* Stated exercise: Present every line of the records below as a numbered list, skipping blank lines. Leave the pictures out of your answer.

[Dataset entries]

════

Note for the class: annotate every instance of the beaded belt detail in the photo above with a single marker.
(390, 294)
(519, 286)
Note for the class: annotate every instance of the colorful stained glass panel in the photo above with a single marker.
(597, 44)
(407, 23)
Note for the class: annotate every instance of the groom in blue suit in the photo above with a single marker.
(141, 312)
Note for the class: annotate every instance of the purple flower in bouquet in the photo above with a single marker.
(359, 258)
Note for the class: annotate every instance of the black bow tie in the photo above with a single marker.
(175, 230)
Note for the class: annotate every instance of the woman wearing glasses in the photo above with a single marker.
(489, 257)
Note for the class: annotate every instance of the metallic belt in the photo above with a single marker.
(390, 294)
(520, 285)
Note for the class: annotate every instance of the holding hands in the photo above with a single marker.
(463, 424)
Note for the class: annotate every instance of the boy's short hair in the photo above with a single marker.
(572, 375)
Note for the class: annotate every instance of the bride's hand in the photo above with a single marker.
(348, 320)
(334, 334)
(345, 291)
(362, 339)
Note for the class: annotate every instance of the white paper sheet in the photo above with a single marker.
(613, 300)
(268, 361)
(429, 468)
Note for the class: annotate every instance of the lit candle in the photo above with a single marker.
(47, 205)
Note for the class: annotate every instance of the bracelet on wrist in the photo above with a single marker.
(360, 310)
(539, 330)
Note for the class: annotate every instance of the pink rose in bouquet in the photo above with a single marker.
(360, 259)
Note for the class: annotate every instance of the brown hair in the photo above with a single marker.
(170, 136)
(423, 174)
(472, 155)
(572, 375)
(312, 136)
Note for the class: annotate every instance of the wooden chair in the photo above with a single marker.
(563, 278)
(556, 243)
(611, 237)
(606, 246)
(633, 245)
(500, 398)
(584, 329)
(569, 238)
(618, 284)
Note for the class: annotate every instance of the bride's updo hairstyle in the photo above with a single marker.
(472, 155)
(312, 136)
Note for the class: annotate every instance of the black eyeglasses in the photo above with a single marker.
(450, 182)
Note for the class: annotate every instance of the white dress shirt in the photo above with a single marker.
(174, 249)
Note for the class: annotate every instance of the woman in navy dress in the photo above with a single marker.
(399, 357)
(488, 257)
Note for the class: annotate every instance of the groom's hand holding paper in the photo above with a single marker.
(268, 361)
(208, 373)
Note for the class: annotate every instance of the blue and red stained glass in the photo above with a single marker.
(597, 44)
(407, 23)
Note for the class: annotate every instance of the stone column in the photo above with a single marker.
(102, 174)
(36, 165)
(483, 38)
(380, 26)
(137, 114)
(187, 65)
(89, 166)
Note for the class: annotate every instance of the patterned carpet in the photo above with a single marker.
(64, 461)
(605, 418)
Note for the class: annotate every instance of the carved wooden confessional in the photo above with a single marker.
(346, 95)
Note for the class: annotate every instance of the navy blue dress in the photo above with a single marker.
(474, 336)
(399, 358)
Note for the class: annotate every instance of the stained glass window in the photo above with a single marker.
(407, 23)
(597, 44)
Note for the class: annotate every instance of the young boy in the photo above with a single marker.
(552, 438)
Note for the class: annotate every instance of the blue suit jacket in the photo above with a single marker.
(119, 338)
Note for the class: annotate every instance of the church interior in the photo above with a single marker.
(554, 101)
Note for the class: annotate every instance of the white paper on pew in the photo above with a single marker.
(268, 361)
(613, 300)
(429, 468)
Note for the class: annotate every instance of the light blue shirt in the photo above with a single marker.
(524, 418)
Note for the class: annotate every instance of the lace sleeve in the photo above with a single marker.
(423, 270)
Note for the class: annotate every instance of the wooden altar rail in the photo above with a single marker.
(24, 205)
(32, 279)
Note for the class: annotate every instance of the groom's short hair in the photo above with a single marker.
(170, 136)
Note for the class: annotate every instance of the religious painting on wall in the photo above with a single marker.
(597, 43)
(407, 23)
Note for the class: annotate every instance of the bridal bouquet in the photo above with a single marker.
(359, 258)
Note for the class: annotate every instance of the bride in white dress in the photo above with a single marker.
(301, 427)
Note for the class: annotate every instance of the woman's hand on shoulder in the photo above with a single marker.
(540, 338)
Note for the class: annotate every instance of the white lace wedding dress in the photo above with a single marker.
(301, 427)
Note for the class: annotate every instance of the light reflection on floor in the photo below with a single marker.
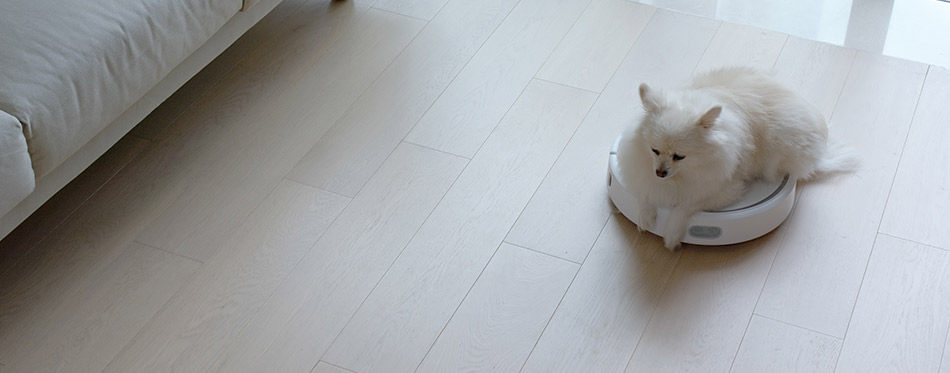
(917, 30)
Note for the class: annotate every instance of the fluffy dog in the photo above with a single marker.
(697, 148)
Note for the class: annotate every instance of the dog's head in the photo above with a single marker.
(675, 131)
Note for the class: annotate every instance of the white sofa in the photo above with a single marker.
(77, 76)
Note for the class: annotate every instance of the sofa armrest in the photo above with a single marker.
(16, 171)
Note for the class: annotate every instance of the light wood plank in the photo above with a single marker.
(945, 364)
(91, 325)
(503, 315)
(464, 116)
(298, 323)
(238, 177)
(358, 142)
(65, 202)
(919, 204)
(772, 346)
(202, 319)
(568, 211)
(817, 272)
(596, 45)
(737, 45)
(402, 317)
(422, 9)
(701, 317)
(815, 70)
(100, 230)
(606, 309)
(323, 367)
(902, 315)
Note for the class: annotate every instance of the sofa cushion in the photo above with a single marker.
(16, 175)
(71, 67)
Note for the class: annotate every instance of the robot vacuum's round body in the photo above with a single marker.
(763, 207)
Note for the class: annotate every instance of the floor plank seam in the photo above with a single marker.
(541, 252)
(796, 326)
(857, 296)
(437, 150)
(556, 159)
(535, 77)
(900, 157)
(461, 70)
(459, 305)
(404, 15)
(666, 285)
(913, 241)
(393, 262)
(169, 252)
(553, 312)
(625, 55)
(706, 48)
(559, 42)
(331, 364)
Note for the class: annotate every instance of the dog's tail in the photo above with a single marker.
(837, 158)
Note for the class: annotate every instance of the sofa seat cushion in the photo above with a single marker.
(69, 68)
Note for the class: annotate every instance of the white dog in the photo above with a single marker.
(697, 148)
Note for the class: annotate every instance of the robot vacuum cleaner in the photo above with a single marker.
(763, 208)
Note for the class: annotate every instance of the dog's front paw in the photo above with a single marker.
(671, 243)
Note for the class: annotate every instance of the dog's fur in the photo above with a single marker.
(698, 147)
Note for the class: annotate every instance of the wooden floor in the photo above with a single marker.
(397, 185)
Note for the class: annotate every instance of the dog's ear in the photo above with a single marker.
(651, 102)
(709, 118)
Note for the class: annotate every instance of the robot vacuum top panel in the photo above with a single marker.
(763, 208)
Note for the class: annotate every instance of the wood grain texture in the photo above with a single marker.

════

* Solved problem:
1. Note for the class: annotate every instance of the beaded belt detail in the photo above with a single marker.
2. (390, 294)
3. (519, 286)
4. Note for the class: annotate every instance of the colorful stained glass panel in the photo above with a single marker.
5. (597, 44)
6. (407, 23)
7. Note for the class: annotate every instance of the groom in blue suit in the photo above with a single marker.
8. (141, 312)
9. Note for the class: annotate every instance of the purple flower in bouquet in the photo above with a single marker.
10. (359, 258)
11. Note for the class: annotate every instance of the black bow tie in the photo above with a single marker.
12. (175, 230)
13. Note for the class: annotate every instance of the woman wearing glasses in the photo above with a single marker.
14. (489, 257)
15. Note for the class: annotate every instance of the metallic belt in the photo above with a single marker.
16. (390, 294)
17. (520, 285)
18. Note for the class: annotate every instance of the holding hands in the photo above with a single marker.
19. (463, 424)
20. Note for the class: annotate every instance of the boy's short hair in the photo above with a single marker.
21. (572, 375)
22. Note for the class: annotate every instance of the bride's hand in the photo above with a single marker.
23. (348, 320)
24. (334, 334)
25. (345, 291)
26. (362, 339)
27. Note for the class: annotate every instance of the white paper sheet in the photo above with a single marker.
28. (613, 300)
29. (268, 361)
30. (429, 468)
31. Note for the class: annotate every instance of the lit candle in the photo above with a single marker.
32. (47, 205)
33. Note for the class: annotate every instance of the bracelet on wrist in the photo above with a single marker.
34. (360, 310)
35. (539, 330)
36. Note for the class: annotate every instance of the pink rose in bouquet in the photo above with a single marker.
37. (360, 259)
38. Note for the class: annotate every instance of the brown hair in the photo above with a single marker.
39. (170, 136)
40. (423, 174)
41. (472, 155)
42. (572, 375)
43. (312, 136)
44. Note for the class: annotate every instance of the wooden chair in the photo above with a single marker.
45. (563, 278)
46. (556, 243)
47. (611, 237)
48. (606, 246)
49. (633, 245)
50. (500, 398)
51. (584, 329)
52. (569, 238)
53. (618, 284)
54. Note for the class: annotate every instance of the bride's updo hairstyle in the photo above with a single marker.
55. (472, 155)
56. (312, 136)
57. Note for the class: annotate every instance of the black eyeglasses in the photo above with a single marker.
58. (450, 182)
59. Note for the class: annotate every instance of the white dress shirt in the photo above with a single marker.
60. (174, 249)
61. Note for the class: annotate every instance of the woman in navy dress in the photo above with a single marker.
62. (399, 357)
63. (488, 257)
64. Note for the class: annotate every instance of the groom's hand holding paper in the photo above with a single marker.
65. (268, 361)
66. (208, 373)
67. Note for the class: annotate every instance of the blue and red stained glass in the photo above with a single marker.
68. (597, 44)
69. (407, 23)
70. Note for the class: annotate every instance of the stone column in the photo above with a single marker.
71. (102, 174)
72. (36, 165)
73. (483, 38)
74. (380, 26)
75. (137, 114)
76. (187, 65)
77. (89, 166)
78. Note for the class: annotate every instance of the patterned carpet in the photo above with a single marker.
79. (64, 461)
80. (605, 418)
81. Note for the class: annotate every instance of the carved wooden confessional in the photo above with a single marker.
82. (346, 95)
83. Note for the class: annotate every instance of the navy blue dress in the photo above with a single marker.
84. (474, 336)
85. (399, 358)
86. Note for the class: annotate every instance of the stained glass window in the photo above with a single marker.
87. (407, 23)
88. (597, 44)
89. Note for the class: annotate every instance of the young boy in the photo above with a single marker.
90. (552, 438)
91. Note for the class: annotate every instance of the blue suit jacket in the photo above with a single marker.
92. (119, 338)
93. Note for the class: annotate every instance of the church interior in the photo above with a single marker.
94. (554, 101)
95. Note for the class: annotate every instance of the white paper on pew in the photo above with a single marker.
96. (268, 361)
97. (613, 300)
98. (429, 468)
99. Note for the class: annotate every instance of the light blue shirt in the photo above with a single marker.
100. (524, 418)
101. Note for the class: annotate every instance of the lace sleeve in the photo above with a single marker.
102. (423, 270)
103. Note for the class: annotate every instance of the wooden altar rail in the photo above with a single marker.
104. (24, 205)
105. (32, 279)
106. Note for the class: annotate every instance of the groom's short hair in the photo above with a single marker.
107. (170, 136)
108. Note for the class: annotate every instance of the religious painting on wall in the photo above with a single marker.
109. (597, 43)
110. (407, 23)
111. Note for the class: annotate every instance of the bridal bouquet in the photo above with a single marker.
112. (359, 258)
113. Note for the class: annotate every instance of the bride in white dress in the photo above with a single marker.
114. (301, 427)
115. Note for the class: annotate every instance of the woman's hand on shoulder in the photo above with a single marker.
116. (540, 338)
117. Note for the class: annotate every instance of the white lace wedding dress in the photo above with a single marker.
118. (301, 427)
119. Note for the class: annotate every instance of the light reflection on floor in the photo below with a single marker.
120. (917, 30)
121. Note for the class: annotate every instance of the fluffy dog in the photo above with a single marker.
122. (697, 148)
123. Note for the class: annotate every instance of the dog's head in the photo above with a single marker.
124. (675, 131)
125. Note for the class: annotate every instance of the white sofa in the photo above with a single marker.
126. (77, 76)
127. Note for the class: annotate every instance of the sofa armrest in the photo above with a single marker.
128. (16, 171)
129. Note for the class: annotate every instance of the light wood plank in the photo above with a single marker.
130. (945, 364)
131. (91, 325)
132. (503, 315)
133. (464, 116)
134. (298, 323)
135. (238, 177)
136. (358, 142)
137. (65, 202)
138. (919, 204)
139. (772, 346)
140. (202, 319)
141. (568, 211)
142. (817, 272)
143. (596, 45)
144. (737, 45)
145. (402, 317)
146. (422, 9)
147. (701, 317)
148. (815, 70)
149. (100, 230)
150. (606, 309)
151. (323, 367)
152. (902, 315)
153. Note for the class: annotate every instance of the sofa cushion in the photo above with a single marker.
154. (16, 175)
155. (71, 67)
156. Note for the class: annotate every instance of the robot vacuum's round body in the photo above with a single marker.
157. (763, 207)
158. Note for the class: annotate every instance of the floor plank seam in the photo above with a single marker.
159. (541, 252)
160. (796, 326)
161. (857, 296)
162. (437, 150)
163. (556, 159)
164. (535, 77)
165. (900, 157)
166. (461, 70)
167. (459, 305)
168. (404, 15)
169. (666, 285)
170. (913, 241)
171. (393, 262)
172. (169, 252)
173. (553, 312)
174. (625, 55)
175. (706, 48)
176. (559, 42)
177. (331, 364)
178. Note for the class: annotate every instance of the dog's tail in the photo above with a single marker.
179. (837, 158)
180. Note for the class: annotate every instance of the sofa seat cushion in the photo above with a single marker.
181. (69, 68)
182. Note for the class: annotate every instance of the white dog in the photo above with a single marker.
183. (697, 148)
184. Note for the class: annotate every instance of the robot vacuum cleaner in the photo above with a single marker.
185. (763, 208)
186. Note for the class: annotate every instance of the dog's front paw in the photo above with a single marker.
187. (671, 243)
188. Note for the class: annotate every instance of the dog's fur in the photo above with a single marker.
189. (698, 147)
190. Note for the class: annotate every instance of the wooden floor in the photo above with a single marker.
191. (397, 185)
192. Note for the class: annotate every instance of the dog's ear in the photo above with a single marker.
193. (651, 102)
194. (709, 118)
195. Note for the class: annotate every instance of the robot vacuum top panel in the photo above with a single marker.
196. (763, 208)
197. Note for the class: annotate every instance of the wood grain texture in the photo above with a single marker.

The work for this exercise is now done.